• _WHAT YOU HAVE TO DO_: Rewrite every line of the items below as a numbered list, skipping blank lines and leaving out the pictures.

• _MATERIAL_:
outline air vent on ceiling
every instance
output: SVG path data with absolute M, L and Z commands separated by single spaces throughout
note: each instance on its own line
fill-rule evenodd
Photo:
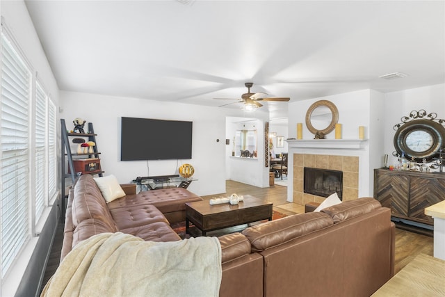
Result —
M 193 2 L 195 2 L 195 0 L 176 0 L 176 1 L 185 5 L 192 5 L 193 4 Z
M 381 75 L 379 79 L 403 79 L 403 77 L 407 77 L 405 73 L 400 72 L 394 72 L 389 73 L 389 74 Z

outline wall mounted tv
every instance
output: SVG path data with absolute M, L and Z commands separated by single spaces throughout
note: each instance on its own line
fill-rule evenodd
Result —
M 122 117 L 121 161 L 191 159 L 193 124 Z

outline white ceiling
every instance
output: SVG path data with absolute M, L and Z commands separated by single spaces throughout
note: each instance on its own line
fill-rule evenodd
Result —
M 444 3 L 26 1 L 61 90 L 216 106 L 246 81 L 291 102 L 444 83 Z

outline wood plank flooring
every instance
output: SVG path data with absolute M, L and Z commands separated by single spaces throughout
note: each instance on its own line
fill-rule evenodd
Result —
M 286 215 L 304 212 L 302 205 L 286 202 L 287 188 L 285 186 L 275 185 L 270 188 L 258 188 L 237 182 L 227 181 L 226 192 L 219 195 L 204 196 L 203 198 L 210 199 L 233 193 L 238 195 L 250 194 L 273 202 L 273 209 Z M 47 266 L 44 284 L 54 273 L 58 266 L 63 240 L 63 225 L 60 223 Z M 395 272 L 398 272 L 420 253 L 432 256 L 432 237 L 396 229 Z

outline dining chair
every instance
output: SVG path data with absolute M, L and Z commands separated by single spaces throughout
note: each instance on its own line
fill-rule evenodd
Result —
M 272 166 L 272 169 L 274 171 L 277 171 L 279 172 L 279 177 L 281 179 L 283 179 L 283 174 L 285 174 L 287 176 L 287 156 L 288 153 L 283 153 L 283 156 L 282 158 L 281 162 L 278 164 L 274 164 Z

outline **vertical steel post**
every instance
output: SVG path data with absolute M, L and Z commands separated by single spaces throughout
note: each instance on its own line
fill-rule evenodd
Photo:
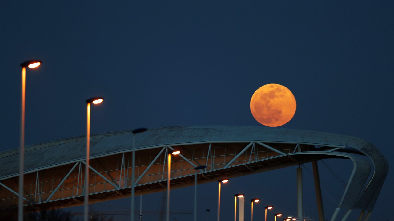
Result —
M 234 197 L 234 221 L 237 221 L 237 197 Z
M 348 219 L 348 217 L 349 216 L 349 215 L 350 215 L 351 212 L 351 209 L 349 209 L 349 210 L 348 210 L 348 211 L 346 211 L 346 213 L 345 214 L 345 215 L 344 215 L 343 217 L 342 218 L 341 221 L 345 221 L 346 219 Z
M 139 221 L 142 221 L 142 195 L 139 196 Z
M 239 199 L 240 205 L 239 207 L 240 208 L 240 214 L 238 215 L 238 220 L 239 221 L 244 221 L 243 217 L 245 215 L 245 198 L 244 197 L 241 197 Z
M 250 215 L 250 221 L 253 221 L 253 201 L 252 201 L 252 212 Z
M 26 67 L 22 67 L 22 95 L 20 101 L 20 130 L 19 136 L 19 186 L 18 197 L 18 220 L 23 221 L 23 171 L 24 170 L 25 94 L 26 91 Z
M 362 211 L 360 213 L 360 215 L 359 216 L 359 218 L 357 219 L 357 221 L 362 221 L 362 217 L 364 217 L 365 213 L 365 212 L 364 210 Z
M 167 208 L 166 220 L 170 221 L 170 179 L 171 177 L 171 153 L 168 152 L 168 166 L 167 168 Z
M 369 219 L 370 216 L 371 216 L 371 213 L 372 212 L 372 211 L 368 211 L 368 212 L 367 213 L 367 215 L 365 215 L 365 218 L 364 218 L 364 221 L 368 221 L 368 220 Z
M 338 214 L 339 213 L 339 207 L 337 207 L 335 209 L 335 211 L 334 212 L 334 214 L 333 214 L 333 216 L 331 217 L 331 219 L 330 221 L 335 221 L 335 219 L 336 219 L 336 216 L 338 215 Z
M 85 165 L 85 196 L 84 200 L 84 220 L 87 221 L 89 194 L 89 151 L 90 148 L 90 103 L 87 103 L 86 122 L 86 164 Z
M 302 168 L 300 167 L 297 168 L 297 216 L 302 217 Z
M 317 160 L 312 161 L 312 168 L 313 169 L 313 176 L 314 177 L 315 191 L 316 192 L 316 201 L 317 203 L 318 211 L 319 213 L 319 221 L 324 221 L 324 211 L 323 207 L 323 200 L 322 198 L 322 190 L 320 188 L 320 178 L 319 176 L 319 168 Z
M 221 182 L 219 181 L 219 194 L 217 196 L 217 221 L 220 220 L 220 189 L 221 186 Z
M 197 221 L 197 170 L 194 170 L 194 221 Z
M 131 203 L 130 205 L 130 220 L 134 221 L 134 183 L 136 167 L 136 134 L 133 133 L 133 152 L 131 159 Z

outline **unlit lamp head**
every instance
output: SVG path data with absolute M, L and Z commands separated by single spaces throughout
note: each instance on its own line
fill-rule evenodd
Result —
M 41 61 L 38 60 L 30 60 L 20 64 L 20 66 L 23 68 L 27 67 L 31 68 L 37 68 L 41 64 Z
M 90 99 L 86 100 L 86 103 L 91 103 L 93 104 L 99 104 L 104 100 L 104 98 L 100 97 L 92 98 Z

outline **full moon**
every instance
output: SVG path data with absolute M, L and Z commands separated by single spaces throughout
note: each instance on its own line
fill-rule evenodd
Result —
M 266 85 L 258 88 L 250 100 L 253 117 L 268 127 L 279 127 L 290 121 L 296 108 L 296 98 L 292 92 L 277 84 Z

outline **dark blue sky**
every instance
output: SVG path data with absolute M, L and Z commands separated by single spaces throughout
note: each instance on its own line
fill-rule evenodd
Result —
M 42 65 L 27 73 L 26 145 L 85 134 L 85 100 L 95 96 L 106 99 L 92 109 L 92 133 L 263 127 L 251 114 L 250 99 L 260 87 L 275 83 L 291 90 L 297 101 L 294 117 L 283 127 L 362 138 L 394 165 L 394 3 L 0 1 L 0 151 L 18 147 L 19 65 L 37 58 Z M 304 171 L 304 182 L 312 183 Z M 346 173 L 341 174 L 345 182 Z M 328 184 L 329 175 L 323 173 Z M 223 206 L 232 211 L 232 196 L 243 192 L 250 196 L 246 202 L 265 199 L 289 211 L 278 212 L 294 215 L 295 177 L 291 168 L 234 179 L 223 189 L 231 199 Z M 212 218 L 216 184 L 204 184 L 212 190 L 207 195 L 215 196 L 205 203 Z M 393 186 L 389 171 L 370 220 L 394 217 Z M 174 191 L 173 206 L 185 206 L 182 197 L 191 190 Z M 311 192 L 304 208 L 316 217 Z M 160 202 L 160 195 L 146 197 Z M 335 205 L 328 194 L 323 197 L 328 219 Z

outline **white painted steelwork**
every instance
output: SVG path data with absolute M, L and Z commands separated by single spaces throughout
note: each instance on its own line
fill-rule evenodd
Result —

• _SOLUTION_:
1. outline air vent on ceiling
2. every instance
3. output: SVG path data with absolute M, L and Z commands separated by single spaces throughout
4. note: each instance on its own line
5. fill-rule evenodd
6. Photo:
7. Result —
8. M 193 2 L 195 2 L 195 0 L 176 0 L 176 1 L 185 5 L 192 5 L 193 4 Z
9. M 381 75 L 379 79 L 403 79 L 403 77 L 407 77 L 405 73 L 400 72 L 394 72 L 389 73 L 389 74 Z
10. outline wall mounted tv
11. every instance
12. output: SVG path data with absolute M, L and Z commands separated by single spaces throughout
13. note: each instance on its own line
14. fill-rule evenodd
15. Result —
16. M 122 117 L 121 161 L 191 159 L 193 124 Z
17. outline white ceiling
18. every instance
19. output: SVG path data with absolute M, L and Z commands separated by single spaces throughout
20. note: each instance on its own line
21. fill-rule evenodd
22. Result —
23. M 444 3 L 26 1 L 61 90 L 216 106 L 246 81 L 291 102 L 444 83 Z
24. outline wood plank flooring
25. every instance
26. output: SVG path data with absolute M, L and Z commands separated by single spaces throughout
27. note: each instance on its own line
28. fill-rule evenodd
29. Result —
30. M 286 215 L 304 212 L 302 205 L 286 202 L 287 188 L 285 186 L 275 185 L 270 188 L 258 188 L 237 182 L 227 181 L 226 192 L 219 195 L 204 196 L 203 198 L 210 199 L 233 193 L 238 195 L 250 194 L 273 202 L 273 209 Z M 47 266 L 44 284 L 54 273 L 58 266 L 63 240 L 63 225 L 60 223 Z M 395 272 L 398 272 L 420 253 L 432 256 L 432 237 L 396 229 Z
31. outline dining chair
32. every instance
33. output: SVG path data with absolute M, L and Z commands separated by single spaces throughout
34. note: each instance on its own line
35. fill-rule evenodd
36. Result —
37. M 272 166 L 272 169 L 274 171 L 277 171 L 279 172 L 279 177 L 281 179 L 283 179 L 283 174 L 285 174 L 287 176 L 287 156 L 288 153 L 283 153 L 283 156 L 282 158 L 281 162 L 278 164 L 274 164 Z
38. outline **vertical steel post**
39. every instance
40. output: SVG path data with absolute M, L and Z commands separated by single spaces throughout
41. note: each instance on its own line
42. fill-rule evenodd
43. Photo:
44. Result —
45. M 234 197 L 234 221 L 237 221 L 237 197 Z
46. M 348 219 L 348 217 L 349 216 L 349 215 L 350 215 L 351 212 L 351 209 L 349 209 L 349 210 L 348 210 L 348 211 L 346 211 L 346 213 L 345 214 L 345 215 L 344 215 L 343 217 L 342 218 L 341 221 L 345 221 L 346 219 Z
47. M 139 221 L 142 221 L 142 195 L 139 196 Z
48. M 239 199 L 240 205 L 239 207 L 240 208 L 240 214 L 238 215 L 238 220 L 239 221 L 244 221 L 243 217 L 245 215 L 245 198 L 244 197 L 241 197 Z
49. M 250 215 L 250 221 L 253 221 L 253 201 L 252 201 L 252 212 Z
50. M 26 67 L 22 67 L 22 95 L 20 101 L 20 130 L 19 136 L 19 186 L 18 197 L 18 220 L 23 221 L 23 171 L 24 170 L 25 94 L 26 91 Z
51. M 362 211 L 360 213 L 360 215 L 359 216 L 359 218 L 357 219 L 357 221 L 362 221 L 362 217 L 364 217 L 365 213 L 365 212 L 364 210 Z
52. M 167 208 L 166 220 L 170 221 L 170 179 L 171 177 L 171 153 L 168 152 L 168 166 L 167 168 Z
53. M 369 219 L 370 216 L 371 216 L 371 213 L 372 212 L 372 211 L 368 211 L 368 212 L 367 213 L 367 215 L 365 215 L 365 218 L 364 218 L 364 221 L 368 221 L 368 220 Z
54. M 338 214 L 339 213 L 339 207 L 337 207 L 335 209 L 335 211 L 334 212 L 334 214 L 333 214 L 333 216 L 331 217 L 331 219 L 330 221 L 335 221 L 335 219 L 336 219 L 336 216 L 338 215 Z
55. M 85 165 L 85 196 L 84 200 L 84 220 L 87 221 L 89 194 L 89 151 L 90 148 L 90 103 L 87 103 L 86 122 L 86 164 Z
56. M 302 168 L 300 167 L 297 168 L 297 216 L 302 217 Z
57. M 317 160 L 312 161 L 312 168 L 313 169 L 313 176 L 314 177 L 315 191 L 316 192 L 316 201 L 317 203 L 318 211 L 319 213 L 319 221 L 324 221 L 324 211 L 323 207 L 323 200 L 322 198 L 322 190 L 320 188 L 320 178 L 319 176 L 319 168 Z
58. M 221 182 L 219 181 L 219 194 L 217 196 L 217 221 L 220 220 L 220 189 L 221 186 Z
59. M 197 221 L 197 170 L 194 170 L 194 221 Z
60. M 131 203 L 130 205 L 130 220 L 134 221 L 134 183 L 136 167 L 136 134 L 133 133 L 133 152 L 131 159 Z
61. outline **unlit lamp head**
62. every instance
63. output: SVG path data with absolute M, L and Z commands separated by single spaces throughout
64. note: each instance on its own line
65. fill-rule evenodd
66. Result —
67. M 41 61 L 38 60 L 30 60 L 20 64 L 20 66 L 23 68 L 27 67 L 31 68 L 37 68 L 41 64 Z
68. M 90 99 L 86 100 L 86 103 L 91 103 L 93 104 L 99 104 L 104 100 L 104 98 L 100 97 L 92 98 Z
69. outline **full moon**
70. every instance
71. output: SVG path data with absolute M, L and Z commands separated by single spaces throughout
72. note: each instance on its own line
73. fill-rule evenodd
74. Result —
75. M 266 85 L 258 88 L 250 100 L 253 117 L 268 127 L 279 127 L 290 121 L 296 108 L 296 98 L 292 92 L 277 84 Z
76. outline **dark blue sky**
77. every instance
78. output: SVG path data with absolute M, L and Z commands separated by single spaces throughout
79. note: each instance on its own line
80. fill-rule evenodd
81. Result —
82. M 42 65 L 27 73 L 26 145 L 85 134 L 85 100 L 95 96 L 106 99 L 92 109 L 92 133 L 263 127 L 251 114 L 250 99 L 260 87 L 275 83 L 291 90 L 297 101 L 294 117 L 283 127 L 362 138 L 394 165 L 394 3 L 0 1 L 0 151 L 18 147 L 19 65 L 37 58 Z M 304 171 L 304 182 L 312 183 Z M 346 173 L 341 174 L 345 182 Z M 328 184 L 329 175 L 323 173 Z M 223 206 L 232 211 L 232 196 L 243 192 L 250 196 L 246 202 L 265 199 L 289 211 L 278 212 L 294 215 L 295 177 L 291 168 L 234 179 L 223 189 L 231 199 Z M 212 218 L 216 184 L 204 184 L 212 190 L 207 195 L 215 196 L 205 203 Z M 393 186 L 389 171 L 370 220 L 394 217 Z M 174 191 L 173 206 L 185 206 L 182 197 L 191 190 Z M 311 192 L 304 208 L 316 217 Z M 160 202 L 160 195 L 146 197 Z M 335 205 L 328 194 L 323 197 L 328 219 Z
83. outline **white painted steelwork**
84. every instance
85. output: SVG path data with absolute M, L and Z commands separated by single spaces throughout
86. note: each instance on its own line
87. fill-rule evenodd
88. Result —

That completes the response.